ЗАДАНИЕ
Замените в участке фрагмента от слов «Само пушкинское начало» до слов «зеркале … (5:VII).» включительно «темном зеркале» на «тусклом зеркале» и приведите этот участок целиком.

ФРАГМЕНТ ТЕКСТА
---------------
Жеманный кот, на печке сидя,
Мурлыча, лапкой рыльце мыл:
То несомненный знак ей был,
Что едут гости. (5:V)
Само пушкинское начало Главы V можно рассматривать у него как экспозицию к другому эпизоду – «инициатического сна» Татьяны, который является уже кульминацией Главы V. Все приметы, в которые верила Татьяна, связаны, в первую очередь, с ее грёзами о будущем женихе. О «грезах» Алисы Кэрролл упоминает лишь вскользь, но даже упомянутые вскользь, они, тем не менее, также оказываются связанными с будущим с женихом – неким герцогом. «Когда я буду герцогиней», – проговорилась однажды Алиса, выдав тем самым свои потаенные мечты. Возможно, что именно своего будущего герцога Алиса и пыталась прозреть в темном зеркале над камином в гостиной. Подобная идея – прозреть жениха с той стороны зеркального стекла изначально также принадлежит пушкинской Татьяне: Татьяна на широкий двор В открытом платьице выходит, На месяц зеркало наводит; Но в темном зеркале … (5:VII).
Когда магические опыты Татьяны с «темным зеркалом» ей не удались, она переходит к более кардинальным средствам магии – магическому «приглашению» своего суженого на ужин: Татьяна, по совету няни Сбираясь ночью ворожить, Тихонько приказала в бане На два прибора стол накрыть (5:X). Как известно, все путешественники, посетившие в свое время Россию (или еще более раннюю Московию), а среди них было немало западных европейских писателей (среди них были Джон Мильтон, Александр Дюма, Ги де Мопассан, Сомерсет Моэм и сам Кэрролл, в том числе, который посетил Россию как раз между написанием двух своих сказок знаменитой дилогии), не без юмора описывали обычаи русской бани – как «невидальщину» и «небывальщину». Такое экзотическое место ужина как баня, характерное для русских суеверий (но совершенно непонятное западному читателю (в западных странах в те времена не было моды ни на турецкие, ни на финские, ни на русские бани), не могло не подвергнуться ироничному взгляду иностранца (особенно с католическим укладом культуры, которому вообще чужды были всякие суеверия). Эпизод с приглашением на ужин в бане мог трансформироваться у Кэрролла только тем образом, каким он, собственно, и трансформировался у англичанина – в приглашение к «безумному чаепитию», в котором выразилась вся ирония и весь юмор Кэрролла – и не только по поводу «безумного» места чаепития (у него оно происходит в саду под деревом), но и вообще по поводу самых разных суеверий, которыми были охвачены, например, русские девушки (поскольку для западной культуры с ее католической традицией суеверия вообще не имели особого значения и рассматривались скорее как нонсенс). Отсюда в описаниях самых разных ритуалов и обычаев Страны Чудес, в которую попадает Алиса, мы наблюдаем у Кэрролла интенсивное вторжение иронии как один из основных его художественных методов.
---------------
МАТЕРИАЛ

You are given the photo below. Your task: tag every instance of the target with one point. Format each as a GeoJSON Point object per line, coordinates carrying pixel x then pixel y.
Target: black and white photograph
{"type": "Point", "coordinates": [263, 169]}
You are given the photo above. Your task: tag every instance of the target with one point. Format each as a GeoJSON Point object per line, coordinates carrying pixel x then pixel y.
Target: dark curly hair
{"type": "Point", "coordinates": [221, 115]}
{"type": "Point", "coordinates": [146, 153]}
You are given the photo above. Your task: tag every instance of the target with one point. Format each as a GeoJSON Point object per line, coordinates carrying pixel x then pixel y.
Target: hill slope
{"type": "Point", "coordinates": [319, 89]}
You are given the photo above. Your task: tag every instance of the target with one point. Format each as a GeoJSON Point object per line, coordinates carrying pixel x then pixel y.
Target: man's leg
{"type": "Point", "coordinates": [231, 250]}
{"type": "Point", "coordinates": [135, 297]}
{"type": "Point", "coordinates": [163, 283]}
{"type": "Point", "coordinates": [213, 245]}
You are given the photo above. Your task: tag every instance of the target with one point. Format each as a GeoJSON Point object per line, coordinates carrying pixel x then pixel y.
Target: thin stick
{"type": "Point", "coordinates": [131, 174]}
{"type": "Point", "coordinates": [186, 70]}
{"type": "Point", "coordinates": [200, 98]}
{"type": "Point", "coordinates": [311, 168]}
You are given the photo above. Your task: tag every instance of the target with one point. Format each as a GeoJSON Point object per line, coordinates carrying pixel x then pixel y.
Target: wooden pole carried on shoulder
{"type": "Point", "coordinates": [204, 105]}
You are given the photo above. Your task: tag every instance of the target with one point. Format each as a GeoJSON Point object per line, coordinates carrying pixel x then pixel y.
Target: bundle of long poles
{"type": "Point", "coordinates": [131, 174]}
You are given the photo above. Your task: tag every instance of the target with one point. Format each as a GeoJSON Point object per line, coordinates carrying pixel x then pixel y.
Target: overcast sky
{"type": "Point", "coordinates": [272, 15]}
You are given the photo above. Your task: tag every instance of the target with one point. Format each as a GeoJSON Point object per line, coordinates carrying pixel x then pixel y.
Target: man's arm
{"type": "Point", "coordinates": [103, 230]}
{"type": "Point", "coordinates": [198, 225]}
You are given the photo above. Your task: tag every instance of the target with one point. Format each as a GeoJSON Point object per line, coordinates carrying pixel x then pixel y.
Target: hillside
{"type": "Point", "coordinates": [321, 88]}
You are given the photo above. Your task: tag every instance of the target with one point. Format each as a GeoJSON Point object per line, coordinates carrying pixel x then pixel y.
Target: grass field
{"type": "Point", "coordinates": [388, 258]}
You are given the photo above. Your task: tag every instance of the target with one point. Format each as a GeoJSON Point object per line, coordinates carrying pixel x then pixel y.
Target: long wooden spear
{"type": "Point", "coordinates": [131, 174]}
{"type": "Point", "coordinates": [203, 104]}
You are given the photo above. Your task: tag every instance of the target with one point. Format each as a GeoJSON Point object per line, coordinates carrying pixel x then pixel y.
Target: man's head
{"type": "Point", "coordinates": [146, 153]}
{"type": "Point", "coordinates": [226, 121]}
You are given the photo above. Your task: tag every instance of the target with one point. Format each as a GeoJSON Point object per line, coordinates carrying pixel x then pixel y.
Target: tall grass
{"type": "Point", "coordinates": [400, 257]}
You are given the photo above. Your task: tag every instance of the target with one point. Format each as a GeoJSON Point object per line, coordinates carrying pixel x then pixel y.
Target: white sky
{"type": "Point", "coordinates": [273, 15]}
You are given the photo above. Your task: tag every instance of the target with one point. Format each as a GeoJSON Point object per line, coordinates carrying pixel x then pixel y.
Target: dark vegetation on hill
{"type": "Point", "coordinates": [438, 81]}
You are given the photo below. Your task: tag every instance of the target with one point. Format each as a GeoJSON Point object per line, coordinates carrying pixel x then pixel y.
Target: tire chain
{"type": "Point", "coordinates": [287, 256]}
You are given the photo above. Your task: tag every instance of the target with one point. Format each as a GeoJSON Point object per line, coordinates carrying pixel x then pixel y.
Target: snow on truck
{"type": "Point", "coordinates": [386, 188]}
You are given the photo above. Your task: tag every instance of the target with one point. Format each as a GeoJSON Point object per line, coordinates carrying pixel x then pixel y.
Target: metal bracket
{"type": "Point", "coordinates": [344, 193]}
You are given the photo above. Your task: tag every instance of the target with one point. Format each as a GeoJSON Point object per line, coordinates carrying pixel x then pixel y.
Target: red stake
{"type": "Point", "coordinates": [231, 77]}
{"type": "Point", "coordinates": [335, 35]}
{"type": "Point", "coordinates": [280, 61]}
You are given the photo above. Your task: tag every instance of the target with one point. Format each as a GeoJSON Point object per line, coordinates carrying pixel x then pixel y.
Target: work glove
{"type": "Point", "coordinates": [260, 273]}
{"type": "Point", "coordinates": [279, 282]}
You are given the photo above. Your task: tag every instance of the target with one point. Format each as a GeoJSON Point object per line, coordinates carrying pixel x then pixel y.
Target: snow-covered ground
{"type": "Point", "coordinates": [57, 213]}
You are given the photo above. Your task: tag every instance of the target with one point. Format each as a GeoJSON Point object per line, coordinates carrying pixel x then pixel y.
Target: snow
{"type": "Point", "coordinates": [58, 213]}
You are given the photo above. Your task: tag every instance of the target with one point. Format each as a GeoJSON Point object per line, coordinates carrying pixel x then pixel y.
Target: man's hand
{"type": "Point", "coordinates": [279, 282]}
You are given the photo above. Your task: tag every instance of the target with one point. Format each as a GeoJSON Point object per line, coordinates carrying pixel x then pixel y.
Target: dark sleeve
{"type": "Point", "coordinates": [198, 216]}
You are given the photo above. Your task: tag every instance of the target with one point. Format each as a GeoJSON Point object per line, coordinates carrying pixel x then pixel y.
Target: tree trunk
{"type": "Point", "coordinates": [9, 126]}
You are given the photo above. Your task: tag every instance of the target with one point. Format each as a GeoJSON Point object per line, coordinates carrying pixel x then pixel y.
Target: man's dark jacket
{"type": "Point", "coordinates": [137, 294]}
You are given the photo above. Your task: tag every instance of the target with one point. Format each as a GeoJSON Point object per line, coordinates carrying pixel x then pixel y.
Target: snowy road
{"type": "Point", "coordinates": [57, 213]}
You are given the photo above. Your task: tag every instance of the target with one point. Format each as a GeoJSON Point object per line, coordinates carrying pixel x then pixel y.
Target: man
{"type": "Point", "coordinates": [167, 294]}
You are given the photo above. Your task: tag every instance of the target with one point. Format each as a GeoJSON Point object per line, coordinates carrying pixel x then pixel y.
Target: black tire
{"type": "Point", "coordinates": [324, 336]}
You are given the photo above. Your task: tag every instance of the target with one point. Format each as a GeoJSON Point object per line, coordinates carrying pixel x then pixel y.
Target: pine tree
---------------
РЕШЕНИЕ
Само пушкинское начало Главы V можно рассматривать у него как экспозицию к другому эпизоду – «инициатического сна» Татьяны, который является уже кульминацией Главы V. Все приметы, в которые верила Татьяна, связаны, в первую очередь, с ее грёзами о будущем женихе. О «грезах» Алисы Кэрролл упоминает лишь вскользь, но даже упомянутые вскользь, они, тем не менее, также оказываются связанными с будущим с женихом – неким герцогом. «Когда я буду герцогиней», – проговорилась однажды Алиса, выдав тем самым свои потаенные мечты. Возможно, что именно своего будущего герцога Алиса и пыталась прозреть в тусклом зеркале над камином в гостиной. Подобная идея – прозреть жениха с той стороны зеркального стекла изначально также принадлежит пушкинской Татьяне: Татьяна на широкий двор В открытом платьице выходит, На месяц зеркало наводит; Но в тусклом зеркале … (5:VII).